(SHORT EXERCISE 1)
In the Central Mongolia travel post, how much per day did the writer pay SunPath?

(SOURCE PASSAGE)
Man, Mongolia was exactly what I expected it to be. How often does that happen? So many times before I’ve gone to countries expecting them to be a certain way and to have my perception completely flipped on its head. Not Mongolia, it was as advertised – tough, rural, and 100% stunning. Since we only had limited time to tour Mongolia, though, we were kind of short of being able to do and see all the things we wanted to. Our first visit, of course, was down to Southern Mongolia and the Gobi Desert which we did with SunPath Tours. Since we had such a good time the first go-round, we decided to use them again for a trip into the center of the country.
Highlights of the trip into Central Mongolia included seeing the ancient capital of Kharakhorum and its interesting Buddhist monastery. As a travel photographer, the highlight for me was Orkhon Falls, it was absolutely stunning and nothing what I was expecting to see in this country. We also got a bit of a treat in seeing a local Naadam festival in the Semi-Gobi desert on the way back to Ulaanbaatar. At the big Naadam festival in Ulaanbaatar, we didn’t get up close to the wrestlers, so doing so here was awesome.
Anyways, check out the video below to see what I got up to in Central Mongolia. Also, if you’re interested, there’s some information on the region below.
Getting to Central Mongolia
As I mentioned in the intro, we went with SunPath tours to Central Mongolia. Unlike our trip to Southern Mongolia, I’m convinced I could probably do this trip on my own with a rental car. The terrain wasn’t quite as crazy, and I think a car could have done it. However, a rental car in Ulaanbaatar costs about $70 per day with Sixt, so a tour is about the same price anyways. We paid $55 dollars a day with SunPath which included our accommodation, food, and excursions. It’s pretty good value, if you ask me. Of course, other companies will charge between $70-90 per person depending on how many people are in the group.

(DATA SUPPLIED)

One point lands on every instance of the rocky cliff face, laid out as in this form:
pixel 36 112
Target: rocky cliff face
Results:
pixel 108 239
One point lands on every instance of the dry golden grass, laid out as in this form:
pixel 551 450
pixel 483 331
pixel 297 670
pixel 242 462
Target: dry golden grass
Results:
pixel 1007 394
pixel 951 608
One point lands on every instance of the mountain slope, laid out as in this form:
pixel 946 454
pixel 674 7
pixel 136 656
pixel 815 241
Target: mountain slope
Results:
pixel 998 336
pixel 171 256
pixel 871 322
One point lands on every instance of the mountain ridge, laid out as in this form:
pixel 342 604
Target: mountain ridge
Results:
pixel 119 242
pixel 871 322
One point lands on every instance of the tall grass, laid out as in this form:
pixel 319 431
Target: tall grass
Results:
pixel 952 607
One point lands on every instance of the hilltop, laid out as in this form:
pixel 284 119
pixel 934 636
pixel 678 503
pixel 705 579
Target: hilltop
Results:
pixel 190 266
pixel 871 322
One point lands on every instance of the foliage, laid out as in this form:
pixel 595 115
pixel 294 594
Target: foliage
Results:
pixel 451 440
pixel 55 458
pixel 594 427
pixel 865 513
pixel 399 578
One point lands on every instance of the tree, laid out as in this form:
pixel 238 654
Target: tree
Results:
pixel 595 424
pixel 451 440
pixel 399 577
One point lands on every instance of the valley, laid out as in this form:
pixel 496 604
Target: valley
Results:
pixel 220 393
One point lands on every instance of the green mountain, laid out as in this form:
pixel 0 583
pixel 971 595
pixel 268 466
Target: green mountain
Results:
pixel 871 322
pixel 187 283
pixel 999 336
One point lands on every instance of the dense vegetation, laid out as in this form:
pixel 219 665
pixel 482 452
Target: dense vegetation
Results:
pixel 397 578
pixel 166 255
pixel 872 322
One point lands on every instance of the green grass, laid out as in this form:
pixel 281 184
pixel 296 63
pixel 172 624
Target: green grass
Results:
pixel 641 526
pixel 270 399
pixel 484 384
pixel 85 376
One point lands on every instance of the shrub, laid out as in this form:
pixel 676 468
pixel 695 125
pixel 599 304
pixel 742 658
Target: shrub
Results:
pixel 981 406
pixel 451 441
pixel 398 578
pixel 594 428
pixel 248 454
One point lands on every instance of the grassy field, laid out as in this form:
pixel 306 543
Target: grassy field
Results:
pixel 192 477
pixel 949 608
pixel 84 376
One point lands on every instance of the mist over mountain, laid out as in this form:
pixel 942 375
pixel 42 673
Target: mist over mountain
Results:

(SHORT EXERCISE 2)
Retype everything in the listing from the line containing "One point lands on every instance of the mist" down through the end of the listing, both ends included.

(EXERCISE RESULT 1)
$55 a day, which included accommodation, food, and excursions.

(EXERCISE RESULT 2)
One point lands on every instance of the mist over mountain, laid out as in this form:
pixel 942 375
pixel 42 673
Target: mist over mountain
Results:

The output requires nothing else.